You do have bunch of services that are http mode that don't seem to have any
type of http close. Some I don't understand why they are not http mode and
they probably should be.
Just a note you may be able to greatly simplify (and possibly speed up) your config using the new capabilities for tables of IPs added in 1.4.6.
solr should probably be http mode and anywhere else that you have http mode you probably want an http close option turned on.
I am not sure why they chose dispatch for the prod glassfish server, my guess is they are running apache and mod_jk or something and then forwarding the requests to different glassfish servers - are there really more than one prod glassfish servers? I am wondering if the previous admin set up more than one copy of haproxy and that is why several services are redirected to the same machine - like glassfish prod there is no other reference to port 4850 in this config, so what is running on port 4850? haproxy/apache/heaven forbid - glassfish itself? netstat -antope | fgrep LIST | fgrep 4850
I think one of the problems is the "inter_server" it doesn't have http mode set so if more than one hit/request comes in on an open connection then your request parsing rules are not run on any requests except the first one (as Wille keeps reminding people). That might work ok for most things since you are mostly breaking things up by service liferay goes to the liferay servers, etc - the problem comes in if you have a portal that people sign into and then have a menu/navbar that they can choose different services that should be going to different front/backends.
************
# Work to complete:
1 > In the HAProxy configuration notes, which version added the new capabilities for tables of IPs?
2 > Translate this sentence from the HAProxy configuration notes into Spanish: "solr should probably be http mode and anywhere else that you have http mode you probably want an http close option turned on."
3 > Write out the part of the HAProxy configuration notes between "You do have" and "added in 1.4.6.", inclusive.
************
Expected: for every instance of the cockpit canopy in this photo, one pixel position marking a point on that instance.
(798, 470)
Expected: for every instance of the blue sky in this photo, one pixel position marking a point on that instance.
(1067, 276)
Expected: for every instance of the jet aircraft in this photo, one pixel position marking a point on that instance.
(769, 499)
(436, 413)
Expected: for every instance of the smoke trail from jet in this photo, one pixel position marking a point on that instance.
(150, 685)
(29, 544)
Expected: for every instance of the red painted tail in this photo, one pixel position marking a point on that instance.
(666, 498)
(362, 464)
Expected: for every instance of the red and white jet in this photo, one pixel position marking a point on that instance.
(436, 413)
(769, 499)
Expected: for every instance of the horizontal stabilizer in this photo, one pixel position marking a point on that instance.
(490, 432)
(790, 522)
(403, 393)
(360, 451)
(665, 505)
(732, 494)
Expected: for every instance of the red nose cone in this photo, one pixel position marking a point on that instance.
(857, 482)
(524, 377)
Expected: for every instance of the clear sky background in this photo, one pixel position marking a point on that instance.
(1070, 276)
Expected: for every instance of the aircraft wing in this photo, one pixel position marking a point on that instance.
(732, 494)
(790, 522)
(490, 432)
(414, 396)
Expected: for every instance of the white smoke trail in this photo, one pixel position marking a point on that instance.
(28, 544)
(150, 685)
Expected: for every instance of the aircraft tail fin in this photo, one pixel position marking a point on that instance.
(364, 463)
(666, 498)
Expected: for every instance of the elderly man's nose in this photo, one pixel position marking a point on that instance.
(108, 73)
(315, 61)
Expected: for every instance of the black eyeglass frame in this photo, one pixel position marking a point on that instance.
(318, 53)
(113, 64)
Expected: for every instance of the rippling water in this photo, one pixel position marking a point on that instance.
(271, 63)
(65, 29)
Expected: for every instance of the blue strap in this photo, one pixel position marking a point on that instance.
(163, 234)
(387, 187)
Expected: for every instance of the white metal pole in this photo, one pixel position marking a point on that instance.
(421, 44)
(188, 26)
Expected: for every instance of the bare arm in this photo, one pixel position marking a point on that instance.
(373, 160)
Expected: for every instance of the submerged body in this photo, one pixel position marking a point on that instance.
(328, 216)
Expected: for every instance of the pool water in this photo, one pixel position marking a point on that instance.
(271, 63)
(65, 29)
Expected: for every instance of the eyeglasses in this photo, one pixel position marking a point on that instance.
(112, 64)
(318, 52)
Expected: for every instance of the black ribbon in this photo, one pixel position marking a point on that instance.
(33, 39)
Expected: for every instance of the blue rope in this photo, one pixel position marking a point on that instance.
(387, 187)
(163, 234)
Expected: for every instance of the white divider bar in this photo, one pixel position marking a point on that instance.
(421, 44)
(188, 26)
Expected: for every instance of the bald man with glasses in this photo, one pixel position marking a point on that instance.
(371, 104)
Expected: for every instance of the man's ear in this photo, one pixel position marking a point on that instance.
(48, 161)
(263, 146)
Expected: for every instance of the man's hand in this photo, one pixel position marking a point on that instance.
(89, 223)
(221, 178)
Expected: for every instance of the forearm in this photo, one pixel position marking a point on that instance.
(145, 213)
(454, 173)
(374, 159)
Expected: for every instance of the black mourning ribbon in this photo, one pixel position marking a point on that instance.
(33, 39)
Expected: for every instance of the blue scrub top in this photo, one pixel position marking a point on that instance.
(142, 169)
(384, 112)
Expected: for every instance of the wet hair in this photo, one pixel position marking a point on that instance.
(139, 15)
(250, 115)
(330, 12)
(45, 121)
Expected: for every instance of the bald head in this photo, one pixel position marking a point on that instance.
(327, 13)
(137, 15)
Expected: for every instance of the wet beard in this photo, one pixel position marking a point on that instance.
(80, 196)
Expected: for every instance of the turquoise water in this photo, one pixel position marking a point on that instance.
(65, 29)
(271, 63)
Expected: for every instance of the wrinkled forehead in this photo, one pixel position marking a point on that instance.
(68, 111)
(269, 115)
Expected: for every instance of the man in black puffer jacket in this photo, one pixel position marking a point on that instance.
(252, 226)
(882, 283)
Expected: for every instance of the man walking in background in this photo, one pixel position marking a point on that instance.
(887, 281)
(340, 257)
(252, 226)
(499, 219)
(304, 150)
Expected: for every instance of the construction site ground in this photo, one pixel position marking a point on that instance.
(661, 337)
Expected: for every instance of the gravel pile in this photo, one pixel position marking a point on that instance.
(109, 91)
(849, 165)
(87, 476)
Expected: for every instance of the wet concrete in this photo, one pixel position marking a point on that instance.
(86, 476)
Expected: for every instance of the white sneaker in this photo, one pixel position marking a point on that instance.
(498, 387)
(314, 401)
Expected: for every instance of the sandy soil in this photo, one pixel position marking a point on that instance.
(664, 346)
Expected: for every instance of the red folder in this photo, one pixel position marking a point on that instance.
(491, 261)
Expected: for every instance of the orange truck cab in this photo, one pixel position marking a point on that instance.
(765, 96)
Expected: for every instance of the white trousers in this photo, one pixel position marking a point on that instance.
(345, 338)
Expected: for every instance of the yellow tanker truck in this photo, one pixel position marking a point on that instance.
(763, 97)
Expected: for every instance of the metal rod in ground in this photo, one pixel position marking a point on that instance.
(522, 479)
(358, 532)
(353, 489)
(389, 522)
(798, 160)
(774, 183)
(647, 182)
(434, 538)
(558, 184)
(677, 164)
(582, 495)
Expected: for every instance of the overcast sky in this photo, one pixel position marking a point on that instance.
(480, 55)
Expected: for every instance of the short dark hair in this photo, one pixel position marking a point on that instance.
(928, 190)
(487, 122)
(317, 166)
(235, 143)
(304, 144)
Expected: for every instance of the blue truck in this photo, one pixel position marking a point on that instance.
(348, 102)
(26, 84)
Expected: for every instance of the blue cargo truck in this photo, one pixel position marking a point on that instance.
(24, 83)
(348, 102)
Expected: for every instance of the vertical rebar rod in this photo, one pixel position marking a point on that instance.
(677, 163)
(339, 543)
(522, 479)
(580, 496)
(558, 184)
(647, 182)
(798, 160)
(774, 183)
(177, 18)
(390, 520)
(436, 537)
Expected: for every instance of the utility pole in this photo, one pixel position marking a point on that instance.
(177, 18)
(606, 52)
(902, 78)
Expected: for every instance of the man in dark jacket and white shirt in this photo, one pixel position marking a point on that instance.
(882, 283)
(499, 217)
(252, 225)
************
# Written responses:
1 > Version 1.4.6.

2 > solr probablemente debería estar en modo http, y en cualquier otro lugar donde tengas el modo http probablemente quieras tener activada una opción http close.

3 >
You do have bunch of services that are http mode that don't seem to have any
type of http close. Some I don't understand why they are not http mode and
they probably should be.
Just a note you may be able to greatly simplify (and possibly speed up) your config using the new capabilities for tables of IPs added in 1.4.6.